The entries below are to be written out again without alteration.
* Begin INFORMATION GIVEN *
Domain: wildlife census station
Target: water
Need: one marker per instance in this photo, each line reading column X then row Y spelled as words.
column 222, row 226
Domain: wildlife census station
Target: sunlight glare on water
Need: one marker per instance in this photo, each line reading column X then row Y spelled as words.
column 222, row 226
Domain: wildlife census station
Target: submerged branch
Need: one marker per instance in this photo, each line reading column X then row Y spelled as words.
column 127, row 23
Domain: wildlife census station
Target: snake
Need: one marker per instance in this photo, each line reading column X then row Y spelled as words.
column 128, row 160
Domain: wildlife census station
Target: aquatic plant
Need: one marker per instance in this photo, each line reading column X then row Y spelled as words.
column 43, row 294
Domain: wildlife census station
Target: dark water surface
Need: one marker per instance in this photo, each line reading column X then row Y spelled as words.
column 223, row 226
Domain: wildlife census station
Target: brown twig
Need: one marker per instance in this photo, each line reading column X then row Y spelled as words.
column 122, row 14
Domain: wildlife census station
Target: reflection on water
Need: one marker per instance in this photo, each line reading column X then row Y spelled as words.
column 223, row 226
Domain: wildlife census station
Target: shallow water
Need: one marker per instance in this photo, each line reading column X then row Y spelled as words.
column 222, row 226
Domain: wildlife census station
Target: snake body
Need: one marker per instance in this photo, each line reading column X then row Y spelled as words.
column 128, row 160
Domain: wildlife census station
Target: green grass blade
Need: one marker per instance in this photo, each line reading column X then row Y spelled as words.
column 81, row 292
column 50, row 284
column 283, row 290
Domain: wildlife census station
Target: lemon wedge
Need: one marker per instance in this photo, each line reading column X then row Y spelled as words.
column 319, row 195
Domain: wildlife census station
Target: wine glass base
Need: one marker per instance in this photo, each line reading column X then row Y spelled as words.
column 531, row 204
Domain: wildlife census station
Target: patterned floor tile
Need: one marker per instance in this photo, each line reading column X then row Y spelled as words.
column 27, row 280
* End INFORMATION GIVEN *
◆ **THE OUTPUT**:
Domain: wildlife census station
Target: water
Need: one marker per instance in this photo, each line reading column X then row Y spelled as words.
column 222, row 226
Domain: wildlife census station
Target: sunlight glare on water
Need: one marker per instance in this photo, each line reading column X then row Y spelled as words.
column 222, row 226
Domain: wildlife census station
Target: submerged branch
Need: one marker per instance in this photo, each line reading column X then row Y spelled as words.
column 127, row 23
Domain: wildlife census station
Target: snake
Need: one marker per instance in this photo, each line reading column X then row Y spelled as words.
column 128, row 160
Domain: wildlife census station
Target: aquatic plant
Need: one marker per instance in this photo, each line reading column X then row Y spelled as words.
column 43, row 294
Domain: wildlife census station
Target: dark water surface
Need: one marker per instance in this photo, each line reading column X then row Y spelled as words.
column 223, row 226
Domain: wildlife census station
Target: brown twig
Need: one marker per instance in this photo, each line reading column X then row Y spelled as words.
column 122, row 14
Domain: wildlife census station
Target: reflection on water
Need: one marker per instance in this photo, each line reading column X then row Y spelled as words.
column 223, row 226
Domain: wildlife census station
Target: shallow water
Need: one marker per instance in this photo, each line reading column X then row Y spelled as words.
column 222, row 226
Domain: wildlife census station
Target: snake body
Need: one marker per instance in this photo, each line reading column X then row Y spelled as words.
column 128, row 160
Domain: wildlife census station
Target: green grass blade
Need: one marker per instance in this photo, each line reading column X then row Y spelled as words.
column 81, row 292
column 50, row 284
column 283, row 290
Domain: wildlife census station
Target: lemon wedge
Need: one marker per instance in this photo, each line reading column X then row Y spelled as words.
column 319, row 195
Domain: wildlife census station
Target: wine glass base
Need: one marker per instance in this photo, each line reading column X then row Y spelled as words.
column 531, row 204
Domain: wildlife census station
Target: patterned floor tile
Need: one marker per instance in this photo, each line reading column X then row Y spelled as words.
column 27, row 280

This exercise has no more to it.